• _Task directions_:
Change every "Target:" in the records below to "Label:" and reproduce them with nothing else altered. Omit the pictures from your answer.

• _Exercise inputs_:
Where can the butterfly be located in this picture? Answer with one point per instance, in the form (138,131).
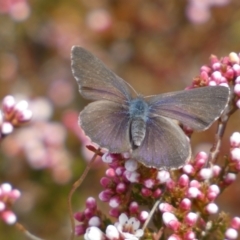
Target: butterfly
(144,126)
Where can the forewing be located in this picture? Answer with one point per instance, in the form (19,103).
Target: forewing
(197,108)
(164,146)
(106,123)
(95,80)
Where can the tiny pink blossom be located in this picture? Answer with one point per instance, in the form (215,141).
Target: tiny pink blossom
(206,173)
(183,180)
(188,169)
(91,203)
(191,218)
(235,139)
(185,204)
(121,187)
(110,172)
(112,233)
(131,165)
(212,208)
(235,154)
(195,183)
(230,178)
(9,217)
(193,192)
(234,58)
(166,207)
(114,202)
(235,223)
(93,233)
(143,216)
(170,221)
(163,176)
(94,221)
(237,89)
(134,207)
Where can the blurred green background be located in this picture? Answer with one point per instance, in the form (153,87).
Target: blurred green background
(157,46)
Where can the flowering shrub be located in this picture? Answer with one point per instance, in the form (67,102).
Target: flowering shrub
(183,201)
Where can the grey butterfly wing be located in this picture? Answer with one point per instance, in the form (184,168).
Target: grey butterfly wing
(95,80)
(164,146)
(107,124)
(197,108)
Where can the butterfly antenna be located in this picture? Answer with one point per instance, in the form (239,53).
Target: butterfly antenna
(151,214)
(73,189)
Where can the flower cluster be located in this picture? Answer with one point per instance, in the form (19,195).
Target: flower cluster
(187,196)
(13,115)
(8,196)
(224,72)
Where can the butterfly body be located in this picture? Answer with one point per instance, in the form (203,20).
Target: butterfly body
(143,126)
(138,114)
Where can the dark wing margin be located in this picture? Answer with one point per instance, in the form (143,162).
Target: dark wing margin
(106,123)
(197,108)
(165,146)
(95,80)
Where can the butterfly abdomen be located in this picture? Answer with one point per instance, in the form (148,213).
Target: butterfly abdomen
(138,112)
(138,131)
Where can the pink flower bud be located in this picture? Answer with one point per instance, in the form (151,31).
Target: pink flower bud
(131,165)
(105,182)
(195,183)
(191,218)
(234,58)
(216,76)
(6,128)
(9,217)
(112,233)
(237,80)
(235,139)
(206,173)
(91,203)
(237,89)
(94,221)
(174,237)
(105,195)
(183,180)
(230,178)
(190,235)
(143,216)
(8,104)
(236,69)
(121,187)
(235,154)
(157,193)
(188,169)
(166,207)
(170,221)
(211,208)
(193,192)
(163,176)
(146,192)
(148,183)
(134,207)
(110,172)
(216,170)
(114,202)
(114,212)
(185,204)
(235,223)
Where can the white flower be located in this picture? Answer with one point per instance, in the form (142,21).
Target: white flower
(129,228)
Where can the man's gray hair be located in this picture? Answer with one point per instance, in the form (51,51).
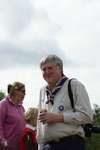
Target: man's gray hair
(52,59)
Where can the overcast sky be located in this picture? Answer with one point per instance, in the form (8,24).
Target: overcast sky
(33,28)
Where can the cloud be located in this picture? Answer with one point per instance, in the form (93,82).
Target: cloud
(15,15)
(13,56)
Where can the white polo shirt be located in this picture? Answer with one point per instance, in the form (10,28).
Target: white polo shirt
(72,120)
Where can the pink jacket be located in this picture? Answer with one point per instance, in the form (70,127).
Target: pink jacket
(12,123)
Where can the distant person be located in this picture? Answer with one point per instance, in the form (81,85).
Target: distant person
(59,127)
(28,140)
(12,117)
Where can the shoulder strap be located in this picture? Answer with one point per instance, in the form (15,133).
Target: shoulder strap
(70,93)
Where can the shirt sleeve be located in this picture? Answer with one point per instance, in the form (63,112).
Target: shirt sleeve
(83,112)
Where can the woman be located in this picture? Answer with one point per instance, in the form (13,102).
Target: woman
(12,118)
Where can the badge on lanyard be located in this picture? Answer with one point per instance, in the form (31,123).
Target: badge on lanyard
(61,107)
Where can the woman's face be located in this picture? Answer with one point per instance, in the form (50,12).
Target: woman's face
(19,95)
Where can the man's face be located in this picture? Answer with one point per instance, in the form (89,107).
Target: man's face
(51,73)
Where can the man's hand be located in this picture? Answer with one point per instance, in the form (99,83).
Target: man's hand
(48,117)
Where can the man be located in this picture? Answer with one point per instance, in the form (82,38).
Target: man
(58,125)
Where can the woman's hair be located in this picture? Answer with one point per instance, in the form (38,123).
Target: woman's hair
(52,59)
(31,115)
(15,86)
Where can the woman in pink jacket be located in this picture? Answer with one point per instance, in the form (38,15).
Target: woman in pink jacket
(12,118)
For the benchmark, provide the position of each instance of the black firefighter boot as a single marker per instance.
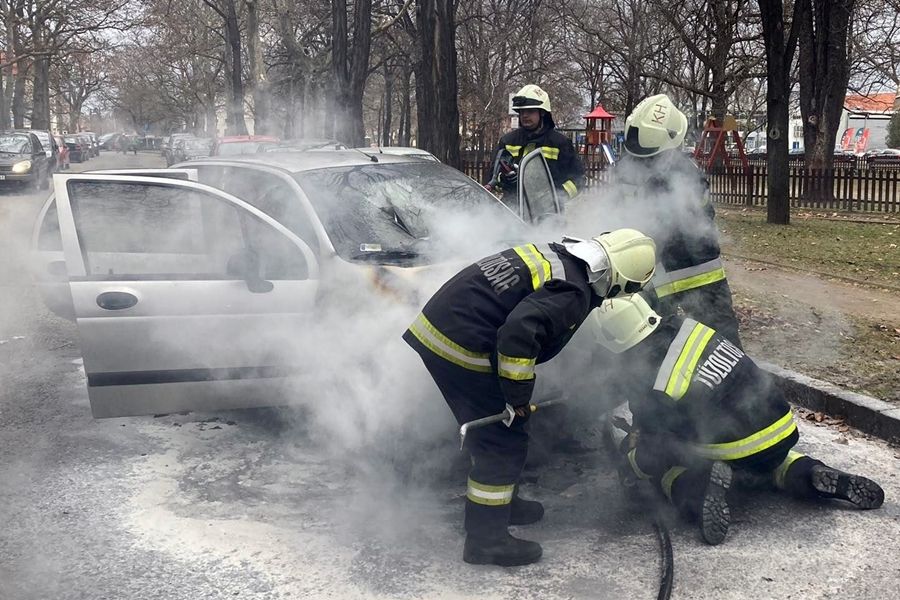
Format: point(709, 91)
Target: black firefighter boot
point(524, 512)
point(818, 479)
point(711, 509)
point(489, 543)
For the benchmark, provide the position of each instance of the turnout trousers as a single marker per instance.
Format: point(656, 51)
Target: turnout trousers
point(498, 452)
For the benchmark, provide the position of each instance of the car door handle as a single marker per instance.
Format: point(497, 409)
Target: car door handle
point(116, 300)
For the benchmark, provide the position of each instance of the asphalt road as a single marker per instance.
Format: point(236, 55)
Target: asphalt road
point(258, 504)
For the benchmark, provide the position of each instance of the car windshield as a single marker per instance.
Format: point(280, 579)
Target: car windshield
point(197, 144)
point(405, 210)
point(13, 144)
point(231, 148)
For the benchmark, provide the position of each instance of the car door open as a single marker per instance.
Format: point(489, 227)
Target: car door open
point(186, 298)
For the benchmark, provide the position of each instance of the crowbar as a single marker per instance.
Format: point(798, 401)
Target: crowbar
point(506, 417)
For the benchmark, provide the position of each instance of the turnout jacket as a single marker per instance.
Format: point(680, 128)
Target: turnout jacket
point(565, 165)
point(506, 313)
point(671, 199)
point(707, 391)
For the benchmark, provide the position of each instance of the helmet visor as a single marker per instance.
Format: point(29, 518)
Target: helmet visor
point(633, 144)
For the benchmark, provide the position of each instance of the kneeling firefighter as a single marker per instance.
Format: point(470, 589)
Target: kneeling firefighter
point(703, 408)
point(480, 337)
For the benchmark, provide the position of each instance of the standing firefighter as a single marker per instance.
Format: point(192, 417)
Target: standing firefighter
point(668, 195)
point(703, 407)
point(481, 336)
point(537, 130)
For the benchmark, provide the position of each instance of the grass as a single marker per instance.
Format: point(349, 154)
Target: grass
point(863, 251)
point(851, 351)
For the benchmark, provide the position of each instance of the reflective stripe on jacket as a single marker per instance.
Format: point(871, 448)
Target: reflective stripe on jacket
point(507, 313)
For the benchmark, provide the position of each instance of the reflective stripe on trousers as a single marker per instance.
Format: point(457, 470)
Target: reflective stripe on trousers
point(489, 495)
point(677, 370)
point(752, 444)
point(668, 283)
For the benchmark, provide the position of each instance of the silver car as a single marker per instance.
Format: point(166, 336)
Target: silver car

• _Worked answer_:
Where can the butterfly be located in this picture? Answer with one point per instance, in the form (138,131).
Label: butterfly
(144,126)
Where can the forewing be located in this picture? Answer with one point per instance, in the form (19,103).
Label: forewing
(197,108)
(164,146)
(106,123)
(95,80)
Where can the tiny pink blossom be located in this picture? Answer with one point per instance, in the form (215,141).
Label: tiny pink blossom
(206,173)
(183,180)
(188,169)
(91,203)
(191,218)
(235,139)
(185,204)
(121,187)
(110,172)
(112,233)
(131,165)
(212,208)
(235,154)
(195,183)
(230,178)
(9,217)
(193,192)
(234,58)
(166,207)
(114,202)
(235,223)
(93,233)
(143,216)
(170,221)
(163,176)
(94,221)
(237,89)
(134,207)
Where can the blurred green background be located in this picture? Answer with one point per instance, in the form (153,87).
Label: blurred green background
(157,46)
Where can the flowering shrub be located in this picture? Answer with one point per instance, in the form (67,102).
Label: flowering shrub
(183,201)
Where can the grey butterfly wing be located in this picture? Answer with one point per instance, in the form (184,168).
Label: grey butterfly wing
(95,80)
(164,146)
(107,124)
(197,108)
Where can the butterfly antenna be located in this picture? Answer with one point per instance, in the form (239,53).
Label: butterfly antenna
(151,214)
(73,189)
Where can the flower cluster be located in this picture? Answer with one point per instance, in the form (19,195).
Label: flower cluster
(187,196)
(13,115)
(8,196)
(224,72)
Where can the butterfly body be located in this picture? Answer with one point per instance, in the form (203,20).
Label: butterfly body
(143,126)
(138,114)
Where can the dark wing margin be located in this picture? Answer with one point per instance, in the form (143,162).
Label: dark wing margin
(106,123)
(197,108)
(165,146)
(95,80)
Where can the butterfly abdomen be located in this picture? Answer with one point per instance, in the form (148,213).
Label: butterfly abdomen
(138,112)
(138,131)
Where can the pink flower bud be located in this picture? Answer with one point per instance, in the form (151,31).
Label: pink flower bud
(131,165)
(105,182)
(195,183)
(191,218)
(234,58)
(216,76)
(6,128)
(9,217)
(112,233)
(237,80)
(235,139)
(206,173)
(91,203)
(237,89)
(94,221)
(174,237)
(105,195)
(183,180)
(230,178)
(190,235)
(143,216)
(8,104)
(236,69)
(121,187)
(235,154)
(157,193)
(188,169)
(166,207)
(170,221)
(211,208)
(193,192)
(163,176)
(146,192)
(148,183)
(134,207)
(110,172)
(216,170)
(114,202)
(114,212)
(185,204)
(235,223)
Where can the white flower be located in this picture? Answer with one point per instance, in the form (142,21).
Label: white flower
(129,228)
Where can the man's gray hair be located in this picture? Answer with one point per instance, in the form (51,51).
Label: man's gray hair
(52,59)
Where can the overcast sky be located in this picture? Answer with one point per instance, in the form (8,24).
Label: overcast sky
(33,28)
Where can the cloud be located in this picture? Answer with one point per instance, in the form (93,82).
Label: cloud
(15,15)
(13,56)
Where can the white polo shirt be located in this picture? Answer with one point per instance, in the form (10,28).
Label: white polo shirt
(72,120)
Where can the pink jacket be located in this picture? Answer with one point per instance, in the form (70,127).
Label: pink jacket
(12,123)
Where can the distant person be located in this picture? Answer with one point per instance, in the form (81,85).
Label: distant person
(59,127)
(28,140)
(12,117)
Where can the shoulder strap be located in this picture? Answer with one point per instance, in the form (15,133).
Label: shoulder strap
(70,93)
Where can the shirt sleeve be located in this picture? Answer with one point per instance, in the form (63,112).
Label: shirt sleeve
(83,112)
Where can the woman be located in this picture? Answer with one point per instance, in the form (13,102).
Label: woman
(12,118)
Where can the badge on lanyard be located in this picture? Answer with one point per instance, in the form (31,123).
Label: badge on lanyard
(61,107)
Where can the woman's face be located in this picture? Answer with one point per instance, in the form (50,12).
Label: woman's face
(19,95)
Where can the man's face be located in this picture? Answer with one point per instance, in the form (89,107).
Label: man's face
(51,73)
Where can the man's hand be located in this picture? Answer with one point per instance, in the form (99,83).
Label: man's hand
(48,117)
Where can the man be located in this picture? Answer with one point per instance, in the form (82,38).
Label: man
(58,125)
Where can the woman's hair be located in this picture? Answer with one point per instance, in the form (38,123).
Label: woman's hair
(52,59)
(31,115)
(15,86)
Where can the woman in pink jacket be located in this picture? Answer with one point per instance, in the form (38,15).
Label: woman in pink jacket
(12,118)
For the benchmark, provide the position of each instance of the black firefighter boot as a single marker per instance.
Format: point(709, 91)
Label: black firefighter boot
point(524, 512)
point(818, 479)
point(711, 509)
point(489, 543)
For the benchmark, provide the position of each instance of the turnout trousers as a single marker per instance.
Format: point(656, 51)
Label: turnout trousers
point(498, 452)
For the benchmark, provide the position of each instance of the car door handle as a single marker per instance.
Format: point(497, 409)
Label: car door handle
point(116, 300)
For the benchmark, provide the position of each instance of the asphalt road as a single marker per instance.
Format: point(236, 55)
Label: asphalt road
point(258, 504)
For the benchmark, provide the position of each instance of the car windshield as a single marker per instance.
Format: point(280, 579)
Label: car windshield
point(197, 144)
point(405, 210)
point(13, 144)
point(231, 148)
For the benchmark, provide the position of each instance of the car door open as a single marker per instance.
Format: point(489, 227)
Label: car door open
point(186, 298)
For the benchmark, provide the position of each instance of the crowbar as a single marker per instance.
Format: point(798, 401)
Label: crowbar
point(506, 417)
For the benchmark, provide the position of each instance of the turnout jacket as a single marker per instance.
Format: point(680, 128)
Label: turnout jacket
point(565, 165)
point(506, 313)
point(671, 199)
point(707, 391)
For the benchmark, provide the position of each instance of the helmet visor as a single marker per instance.
Format: point(29, 518)
Label: helmet visor
point(633, 144)
For the benchmark, provide the position of each instance of the kneeling firefighter as a single marker per instance.
Format: point(470, 589)
Label: kneeling firefighter
point(703, 408)
point(480, 337)
For the benchmark, provide the position of each instance of the standing firefighter as a single marker per instance.
Format: point(192, 417)
Label: standing firefighter
point(668, 195)
point(703, 407)
point(481, 336)
point(537, 130)
For the benchmark, provide the position of each instance of the grass as a single marker per instance.
Format: point(349, 154)
Label: grass
point(863, 251)
point(851, 351)
For the benchmark, provide the position of each instance of the reflective stripe on jacket as a single marker per instance.
Format: point(871, 448)
Label: reflective stripe on jacket
point(507, 313)
For the benchmark, provide the position of each instance of the reflective stripe on trousers as a single marker per instance.
Format: point(457, 470)
Label: reflective stripe on trousers
point(489, 495)
point(677, 370)
point(752, 444)
point(668, 283)
For the benchmark, provide the position of each instance of the silver car as a single marker per instance.
Format: point(166, 336)
Label: silver car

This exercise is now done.